[Start of section]

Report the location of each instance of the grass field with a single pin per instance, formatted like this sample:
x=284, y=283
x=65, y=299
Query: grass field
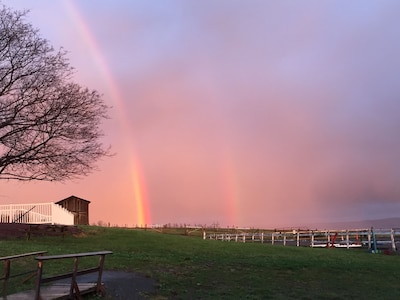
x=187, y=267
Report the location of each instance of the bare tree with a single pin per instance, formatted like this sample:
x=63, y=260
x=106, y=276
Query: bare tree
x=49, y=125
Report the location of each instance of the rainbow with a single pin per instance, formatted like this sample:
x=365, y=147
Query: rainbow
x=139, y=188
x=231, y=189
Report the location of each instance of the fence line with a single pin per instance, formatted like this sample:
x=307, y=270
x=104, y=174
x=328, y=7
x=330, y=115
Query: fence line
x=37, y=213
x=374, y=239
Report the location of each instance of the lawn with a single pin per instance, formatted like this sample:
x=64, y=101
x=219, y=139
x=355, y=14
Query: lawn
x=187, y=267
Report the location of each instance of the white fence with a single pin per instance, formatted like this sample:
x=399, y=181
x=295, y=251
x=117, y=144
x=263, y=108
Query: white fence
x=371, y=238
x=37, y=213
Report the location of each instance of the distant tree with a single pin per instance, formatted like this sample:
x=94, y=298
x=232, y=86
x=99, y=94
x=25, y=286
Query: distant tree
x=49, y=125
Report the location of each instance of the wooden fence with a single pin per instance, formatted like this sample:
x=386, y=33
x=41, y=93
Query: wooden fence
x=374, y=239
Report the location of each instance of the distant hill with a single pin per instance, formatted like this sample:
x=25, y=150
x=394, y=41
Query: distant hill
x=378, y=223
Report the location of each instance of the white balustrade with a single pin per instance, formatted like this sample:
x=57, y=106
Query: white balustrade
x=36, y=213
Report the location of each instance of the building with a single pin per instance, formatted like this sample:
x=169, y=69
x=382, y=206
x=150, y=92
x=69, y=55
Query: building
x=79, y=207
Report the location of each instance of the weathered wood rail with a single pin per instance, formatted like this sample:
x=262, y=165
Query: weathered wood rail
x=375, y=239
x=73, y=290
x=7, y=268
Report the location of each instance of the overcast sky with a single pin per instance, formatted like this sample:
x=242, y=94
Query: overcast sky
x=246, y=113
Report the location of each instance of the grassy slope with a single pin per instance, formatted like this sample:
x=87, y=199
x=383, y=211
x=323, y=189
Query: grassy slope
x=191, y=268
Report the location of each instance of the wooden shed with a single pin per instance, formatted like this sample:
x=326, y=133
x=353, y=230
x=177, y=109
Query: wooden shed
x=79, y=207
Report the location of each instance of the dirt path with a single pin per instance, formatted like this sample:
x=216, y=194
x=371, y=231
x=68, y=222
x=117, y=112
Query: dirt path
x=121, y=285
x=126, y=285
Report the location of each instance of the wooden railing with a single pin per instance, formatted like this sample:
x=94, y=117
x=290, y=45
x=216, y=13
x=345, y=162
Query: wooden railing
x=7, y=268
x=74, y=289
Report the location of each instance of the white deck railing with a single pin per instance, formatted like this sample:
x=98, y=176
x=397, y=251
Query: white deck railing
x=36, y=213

[End of section]
[Start of section]

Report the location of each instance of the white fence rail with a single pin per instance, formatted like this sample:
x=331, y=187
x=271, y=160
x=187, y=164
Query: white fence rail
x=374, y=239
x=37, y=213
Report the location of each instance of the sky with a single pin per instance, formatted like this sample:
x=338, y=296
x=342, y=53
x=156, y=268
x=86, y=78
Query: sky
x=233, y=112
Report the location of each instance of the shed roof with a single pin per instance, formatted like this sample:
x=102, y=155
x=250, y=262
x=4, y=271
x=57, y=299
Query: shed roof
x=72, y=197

[End of section]

- **TASK STATEMENT**
Your answer should consist only of the lines above between the line holding "x=94, y=298" and the line holding "x=57, y=106", inclusive, each transcribed exactly.

- **YOUR SOLUTION**
x=94, y=298
x=232, y=86
x=99, y=94
x=25, y=286
Query: distant tree
x=49, y=125
Report the location of each instance of the wooden fence with a single pin per instance, formatted like this sample:
x=386, y=33
x=41, y=93
Query: wooden fence
x=374, y=239
Report the location of each instance of the distant hill with a single pin per instance, formatted like this sample:
x=25, y=150
x=394, y=41
Query: distant hill
x=378, y=223
Report the location of each instance of the white balustrade with a single pin per instance, formatted like this sample:
x=57, y=106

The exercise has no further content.